**Directions for this task:** Write each line word for word, from the line that contains "detect_objects — Locates the specified human skin" through the last line of the material below.

**Extracted records:**
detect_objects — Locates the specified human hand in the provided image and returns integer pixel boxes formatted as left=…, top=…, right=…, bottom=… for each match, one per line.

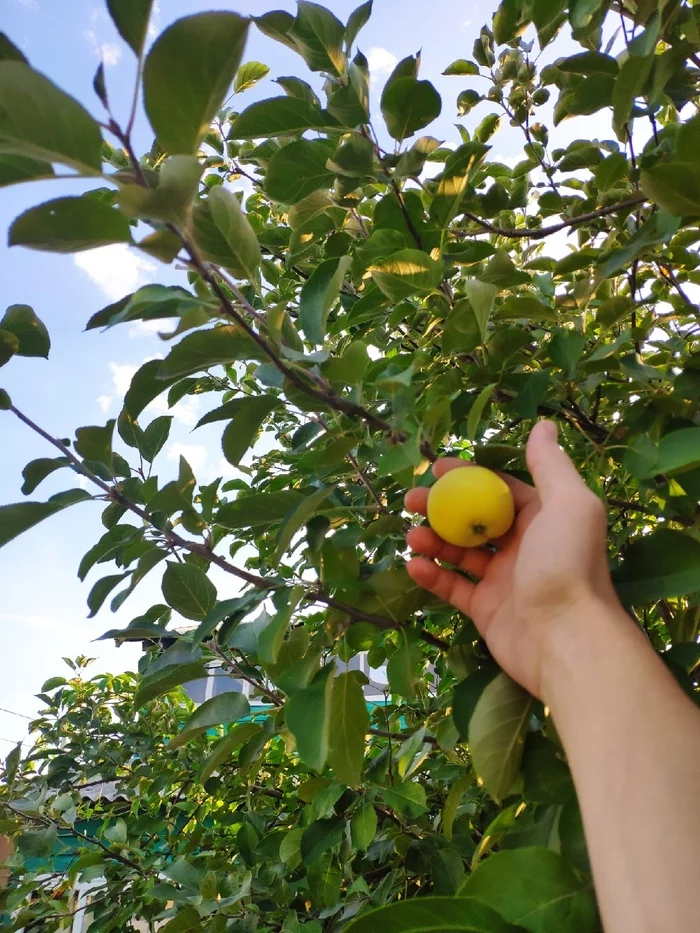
left=404, top=420, right=622, bottom=699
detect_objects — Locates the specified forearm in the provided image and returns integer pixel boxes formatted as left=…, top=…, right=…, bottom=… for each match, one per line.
left=543, top=598, right=700, bottom=933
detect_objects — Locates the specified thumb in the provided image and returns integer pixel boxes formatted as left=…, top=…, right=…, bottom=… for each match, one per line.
left=526, top=420, right=583, bottom=500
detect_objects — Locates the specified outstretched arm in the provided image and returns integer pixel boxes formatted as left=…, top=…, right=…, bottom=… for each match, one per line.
left=405, top=421, right=700, bottom=933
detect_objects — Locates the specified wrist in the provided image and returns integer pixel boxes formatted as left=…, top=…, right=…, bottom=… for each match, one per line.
left=538, top=591, right=639, bottom=711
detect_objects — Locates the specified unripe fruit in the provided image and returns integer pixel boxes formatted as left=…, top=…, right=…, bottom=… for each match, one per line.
left=427, top=466, right=515, bottom=548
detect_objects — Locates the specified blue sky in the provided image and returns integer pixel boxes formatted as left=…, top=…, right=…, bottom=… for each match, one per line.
left=0, top=0, right=590, bottom=748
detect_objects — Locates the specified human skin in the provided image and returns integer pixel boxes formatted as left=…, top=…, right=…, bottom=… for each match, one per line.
left=404, top=420, right=700, bottom=933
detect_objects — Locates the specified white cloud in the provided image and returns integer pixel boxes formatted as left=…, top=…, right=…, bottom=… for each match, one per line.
left=100, top=42, right=122, bottom=67
left=97, top=395, right=113, bottom=413
left=74, top=244, right=157, bottom=302
left=167, top=443, right=208, bottom=475
left=109, top=361, right=140, bottom=396
left=366, top=47, right=398, bottom=82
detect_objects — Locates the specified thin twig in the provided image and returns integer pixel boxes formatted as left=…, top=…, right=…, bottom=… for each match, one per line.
left=369, top=727, right=437, bottom=746
left=8, top=405, right=449, bottom=652
left=459, top=194, right=646, bottom=241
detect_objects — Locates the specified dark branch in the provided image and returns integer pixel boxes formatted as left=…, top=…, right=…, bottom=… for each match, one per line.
left=459, top=194, right=646, bottom=241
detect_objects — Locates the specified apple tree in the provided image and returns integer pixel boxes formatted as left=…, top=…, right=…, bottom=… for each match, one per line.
left=1, top=0, right=700, bottom=930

**Task output:**
detect_objects — Locates the specified human skin in the provided image and returns integer pixel boxes formatted as left=…, top=…, right=…, bottom=… for each match, one per line.
left=404, top=420, right=700, bottom=933
detect_objects — Locates the specified white cloud in the provided image and returns integer pixel boxes formatted as left=…, top=…, right=…, bottom=… for each match, one per line.
left=100, top=42, right=122, bottom=67
left=97, top=395, right=113, bottom=413
left=74, top=244, right=157, bottom=302
left=167, top=443, right=208, bottom=475
left=109, top=361, right=140, bottom=396
left=366, top=47, right=398, bottom=82
detect_objects — Locates the specified thin twig in the provided image and returns integer pixel boxes formatted as left=…, top=…, right=…, bottom=… for each match, one per line.
left=369, top=727, right=437, bottom=746
left=8, top=405, right=449, bottom=652
left=459, top=194, right=646, bottom=241
detect_objects — Locates the specified dark branch in the provided image and returns integer pixel boxes formatted as left=…, top=…, right=…, bottom=… for each match, one per line.
left=459, top=194, right=646, bottom=241
detect_objects — Locates the specified apple tree in the provided image and returns integer pixel boxes formatted as left=…, top=…, right=…, bottom=… for each match, one per line.
left=1, top=0, right=700, bottom=930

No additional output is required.